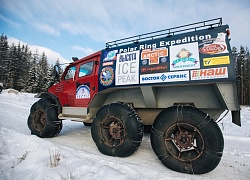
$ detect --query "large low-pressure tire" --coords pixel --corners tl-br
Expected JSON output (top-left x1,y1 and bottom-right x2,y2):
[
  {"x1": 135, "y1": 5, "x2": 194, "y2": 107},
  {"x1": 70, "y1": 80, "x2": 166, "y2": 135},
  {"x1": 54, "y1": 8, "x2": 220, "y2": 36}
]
[
  {"x1": 150, "y1": 106, "x2": 224, "y2": 174},
  {"x1": 27, "y1": 99, "x2": 62, "y2": 138},
  {"x1": 91, "y1": 102, "x2": 143, "y2": 157}
]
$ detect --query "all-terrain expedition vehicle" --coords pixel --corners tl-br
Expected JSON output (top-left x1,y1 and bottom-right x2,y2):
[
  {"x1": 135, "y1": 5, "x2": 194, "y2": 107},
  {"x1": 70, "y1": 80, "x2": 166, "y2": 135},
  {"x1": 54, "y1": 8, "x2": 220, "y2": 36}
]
[{"x1": 28, "y1": 18, "x2": 241, "y2": 174}]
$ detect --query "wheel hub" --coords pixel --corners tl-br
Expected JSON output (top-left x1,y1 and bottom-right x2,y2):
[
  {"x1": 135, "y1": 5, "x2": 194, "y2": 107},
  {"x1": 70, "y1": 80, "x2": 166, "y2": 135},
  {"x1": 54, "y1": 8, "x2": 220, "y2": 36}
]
[
  {"x1": 109, "y1": 122, "x2": 123, "y2": 139},
  {"x1": 164, "y1": 123, "x2": 204, "y2": 162},
  {"x1": 33, "y1": 110, "x2": 47, "y2": 130},
  {"x1": 174, "y1": 131, "x2": 194, "y2": 149}
]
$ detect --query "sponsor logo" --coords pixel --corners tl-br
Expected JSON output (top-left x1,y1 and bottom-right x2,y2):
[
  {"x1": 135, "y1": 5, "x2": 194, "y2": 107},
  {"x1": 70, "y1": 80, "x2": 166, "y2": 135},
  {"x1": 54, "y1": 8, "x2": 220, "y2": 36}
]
[
  {"x1": 103, "y1": 50, "x2": 118, "y2": 62},
  {"x1": 200, "y1": 44, "x2": 227, "y2": 54},
  {"x1": 141, "y1": 63, "x2": 168, "y2": 74},
  {"x1": 102, "y1": 61, "x2": 114, "y2": 66},
  {"x1": 203, "y1": 56, "x2": 230, "y2": 66},
  {"x1": 170, "y1": 42, "x2": 200, "y2": 71},
  {"x1": 141, "y1": 47, "x2": 168, "y2": 65},
  {"x1": 191, "y1": 67, "x2": 228, "y2": 80},
  {"x1": 140, "y1": 71, "x2": 189, "y2": 84},
  {"x1": 76, "y1": 85, "x2": 90, "y2": 99},
  {"x1": 100, "y1": 67, "x2": 114, "y2": 86},
  {"x1": 115, "y1": 51, "x2": 140, "y2": 85},
  {"x1": 199, "y1": 32, "x2": 228, "y2": 54}
]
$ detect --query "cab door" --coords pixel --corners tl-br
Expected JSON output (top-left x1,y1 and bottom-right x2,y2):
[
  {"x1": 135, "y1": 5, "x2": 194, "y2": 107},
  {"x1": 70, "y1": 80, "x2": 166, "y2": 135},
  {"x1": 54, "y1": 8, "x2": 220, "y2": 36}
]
[{"x1": 75, "y1": 57, "x2": 98, "y2": 107}]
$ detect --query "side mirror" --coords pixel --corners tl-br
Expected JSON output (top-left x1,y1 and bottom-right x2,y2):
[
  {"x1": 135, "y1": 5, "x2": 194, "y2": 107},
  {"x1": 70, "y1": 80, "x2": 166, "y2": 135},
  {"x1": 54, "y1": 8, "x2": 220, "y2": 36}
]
[{"x1": 53, "y1": 65, "x2": 60, "y2": 81}]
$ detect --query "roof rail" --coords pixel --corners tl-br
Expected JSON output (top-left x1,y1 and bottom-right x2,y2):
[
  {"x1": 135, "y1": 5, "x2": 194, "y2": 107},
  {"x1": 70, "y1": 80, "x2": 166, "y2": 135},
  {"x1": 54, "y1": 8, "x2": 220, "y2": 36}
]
[{"x1": 106, "y1": 18, "x2": 222, "y2": 49}]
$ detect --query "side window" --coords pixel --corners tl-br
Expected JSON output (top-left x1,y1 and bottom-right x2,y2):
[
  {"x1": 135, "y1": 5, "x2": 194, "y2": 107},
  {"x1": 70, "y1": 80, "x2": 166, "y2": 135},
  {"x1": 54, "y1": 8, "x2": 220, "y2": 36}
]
[
  {"x1": 64, "y1": 66, "x2": 76, "y2": 80},
  {"x1": 79, "y1": 61, "x2": 94, "y2": 77}
]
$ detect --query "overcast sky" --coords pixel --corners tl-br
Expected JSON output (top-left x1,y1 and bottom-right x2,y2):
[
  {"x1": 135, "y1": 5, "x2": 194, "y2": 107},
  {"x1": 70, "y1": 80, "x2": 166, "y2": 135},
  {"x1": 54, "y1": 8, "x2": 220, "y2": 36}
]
[{"x1": 0, "y1": 0, "x2": 250, "y2": 63}]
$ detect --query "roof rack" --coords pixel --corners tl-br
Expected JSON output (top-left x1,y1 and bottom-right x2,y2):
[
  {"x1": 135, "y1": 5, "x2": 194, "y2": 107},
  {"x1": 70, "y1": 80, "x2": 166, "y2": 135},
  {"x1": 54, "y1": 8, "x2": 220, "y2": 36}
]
[{"x1": 106, "y1": 18, "x2": 222, "y2": 49}]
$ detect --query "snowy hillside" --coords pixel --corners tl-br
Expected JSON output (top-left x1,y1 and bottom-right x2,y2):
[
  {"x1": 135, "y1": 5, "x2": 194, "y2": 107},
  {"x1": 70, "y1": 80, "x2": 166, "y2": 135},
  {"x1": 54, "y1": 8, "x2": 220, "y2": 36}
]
[{"x1": 0, "y1": 90, "x2": 250, "y2": 180}]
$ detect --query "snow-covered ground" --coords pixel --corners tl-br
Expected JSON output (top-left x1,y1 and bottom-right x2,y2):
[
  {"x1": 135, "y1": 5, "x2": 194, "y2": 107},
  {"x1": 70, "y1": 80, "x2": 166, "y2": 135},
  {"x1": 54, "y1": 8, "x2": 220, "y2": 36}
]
[{"x1": 0, "y1": 90, "x2": 250, "y2": 180}]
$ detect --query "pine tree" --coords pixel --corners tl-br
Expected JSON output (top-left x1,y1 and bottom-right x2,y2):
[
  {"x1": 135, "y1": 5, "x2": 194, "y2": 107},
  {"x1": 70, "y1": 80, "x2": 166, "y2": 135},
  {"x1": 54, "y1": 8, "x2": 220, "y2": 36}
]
[
  {"x1": 26, "y1": 51, "x2": 39, "y2": 93},
  {"x1": 0, "y1": 34, "x2": 9, "y2": 86},
  {"x1": 38, "y1": 52, "x2": 48, "y2": 92}
]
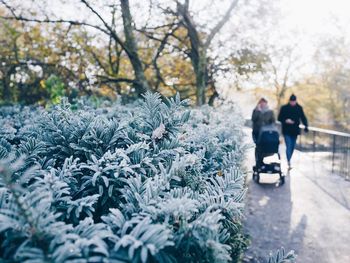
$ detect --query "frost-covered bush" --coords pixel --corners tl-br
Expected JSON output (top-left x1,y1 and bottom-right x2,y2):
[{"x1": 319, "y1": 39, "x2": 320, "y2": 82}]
[{"x1": 0, "y1": 93, "x2": 250, "y2": 262}]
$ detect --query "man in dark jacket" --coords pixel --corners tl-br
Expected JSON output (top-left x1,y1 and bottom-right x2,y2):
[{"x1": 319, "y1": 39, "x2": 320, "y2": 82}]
[{"x1": 278, "y1": 94, "x2": 308, "y2": 168}]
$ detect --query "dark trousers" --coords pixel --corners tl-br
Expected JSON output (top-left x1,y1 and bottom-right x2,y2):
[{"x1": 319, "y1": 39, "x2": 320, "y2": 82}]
[{"x1": 284, "y1": 134, "x2": 297, "y2": 162}]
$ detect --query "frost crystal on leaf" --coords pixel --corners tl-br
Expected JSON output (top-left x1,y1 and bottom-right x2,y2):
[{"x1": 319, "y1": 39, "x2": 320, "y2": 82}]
[{"x1": 152, "y1": 123, "x2": 166, "y2": 140}]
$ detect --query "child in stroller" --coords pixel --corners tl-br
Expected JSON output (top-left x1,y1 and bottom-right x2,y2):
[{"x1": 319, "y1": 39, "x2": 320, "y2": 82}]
[{"x1": 253, "y1": 124, "x2": 284, "y2": 184}]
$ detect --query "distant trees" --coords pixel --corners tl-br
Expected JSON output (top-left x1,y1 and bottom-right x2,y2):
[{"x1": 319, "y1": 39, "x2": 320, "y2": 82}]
[{"x1": 0, "y1": 0, "x2": 266, "y2": 105}]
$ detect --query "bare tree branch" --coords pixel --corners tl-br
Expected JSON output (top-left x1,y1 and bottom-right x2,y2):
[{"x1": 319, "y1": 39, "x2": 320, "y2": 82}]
[{"x1": 204, "y1": 0, "x2": 239, "y2": 48}]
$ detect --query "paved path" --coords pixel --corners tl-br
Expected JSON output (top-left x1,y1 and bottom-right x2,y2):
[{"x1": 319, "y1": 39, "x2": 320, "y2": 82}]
[{"x1": 244, "y1": 130, "x2": 350, "y2": 263}]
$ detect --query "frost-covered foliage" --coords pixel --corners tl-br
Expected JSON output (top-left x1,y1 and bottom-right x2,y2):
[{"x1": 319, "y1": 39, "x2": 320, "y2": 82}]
[
  {"x1": 268, "y1": 248, "x2": 296, "y2": 263},
  {"x1": 0, "y1": 93, "x2": 245, "y2": 262}
]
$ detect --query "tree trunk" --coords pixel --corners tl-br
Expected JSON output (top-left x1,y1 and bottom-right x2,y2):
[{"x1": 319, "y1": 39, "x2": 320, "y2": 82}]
[
  {"x1": 120, "y1": 0, "x2": 150, "y2": 96},
  {"x1": 195, "y1": 48, "x2": 207, "y2": 106}
]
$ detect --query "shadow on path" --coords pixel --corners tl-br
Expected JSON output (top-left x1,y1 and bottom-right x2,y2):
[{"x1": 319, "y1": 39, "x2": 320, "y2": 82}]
[{"x1": 244, "y1": 131, "x2": 350, "y2": 263}]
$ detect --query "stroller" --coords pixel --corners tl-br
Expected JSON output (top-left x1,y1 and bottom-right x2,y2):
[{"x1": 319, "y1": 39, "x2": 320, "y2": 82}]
[{"x1": 253, "y1": 124, "x2": 284, "y2": 184}]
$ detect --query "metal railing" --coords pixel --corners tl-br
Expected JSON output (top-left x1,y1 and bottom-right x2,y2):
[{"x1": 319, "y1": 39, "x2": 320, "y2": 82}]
[
  {"x1": 297, "y1": 125, "x2": 350, "y2": 179},
  {"x1": 246, "y1": 119, "x2": 350, "y2": 180}
]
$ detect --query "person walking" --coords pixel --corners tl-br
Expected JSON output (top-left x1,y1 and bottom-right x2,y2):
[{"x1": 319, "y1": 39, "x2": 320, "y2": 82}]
[
  {"x1": 278, "y1": 94, "x2": 309, "y2": 169},
  {"x1": 252, "y1": 98, "x2": 276, "y2": 167},
  {"x1": 252, "y1": 98, "x2": 276, "y2": 143}
]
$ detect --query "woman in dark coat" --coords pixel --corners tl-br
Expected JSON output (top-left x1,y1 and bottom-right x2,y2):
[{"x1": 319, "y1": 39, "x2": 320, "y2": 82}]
[{"x1": 252, "y1": 98, "x2": 276, "y2": 143}]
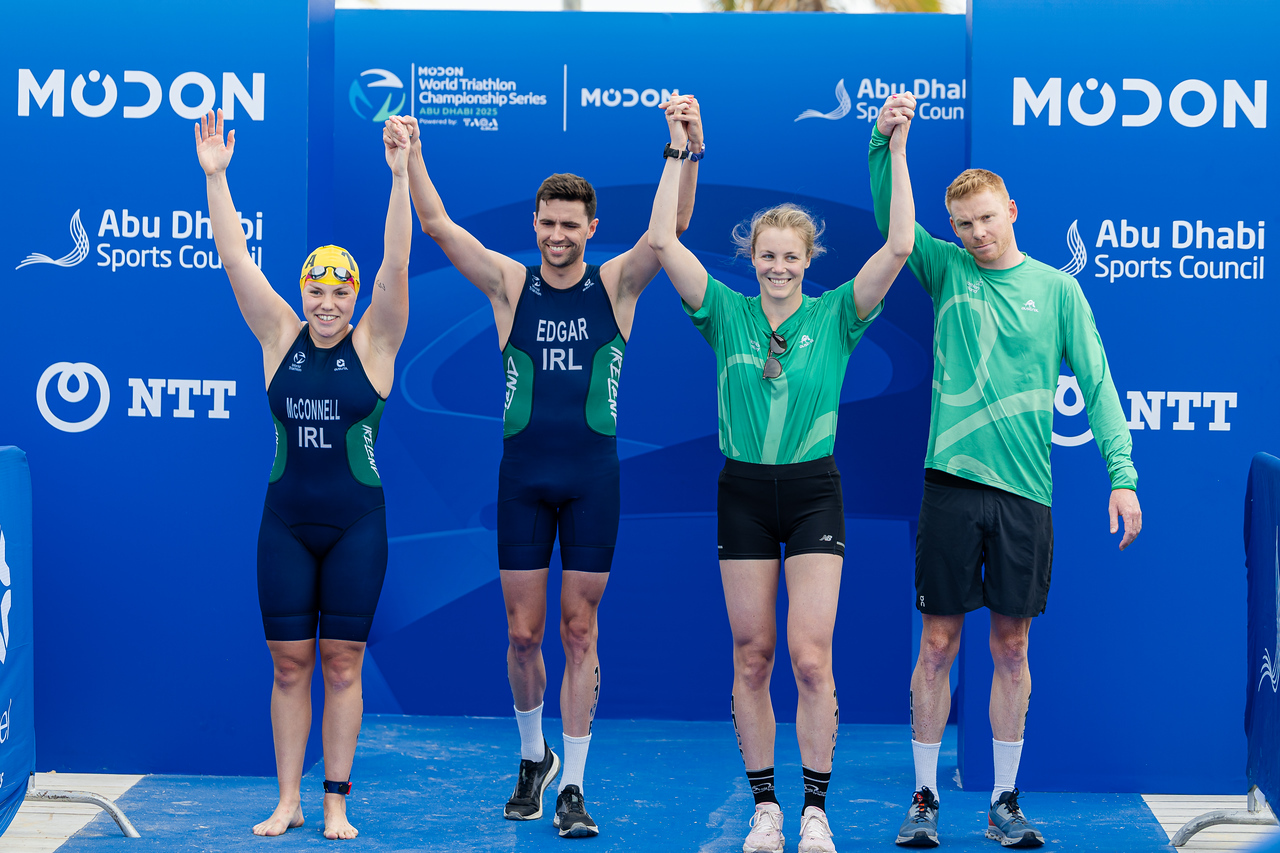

- WORK TO BE COMPLETED -
List, copied in full, every line in the records that contains the string "frost". Matching is case-sensitive.

- THE RESPONSE -
$ detect --query "frost-covered bush" --coords pixel --corners tl-br
$ detect --query "frost crystal on leaf" --coords pixel --corners tl-br
$ detect --query "frost-covered foliage" --coords pixel --corners tl-br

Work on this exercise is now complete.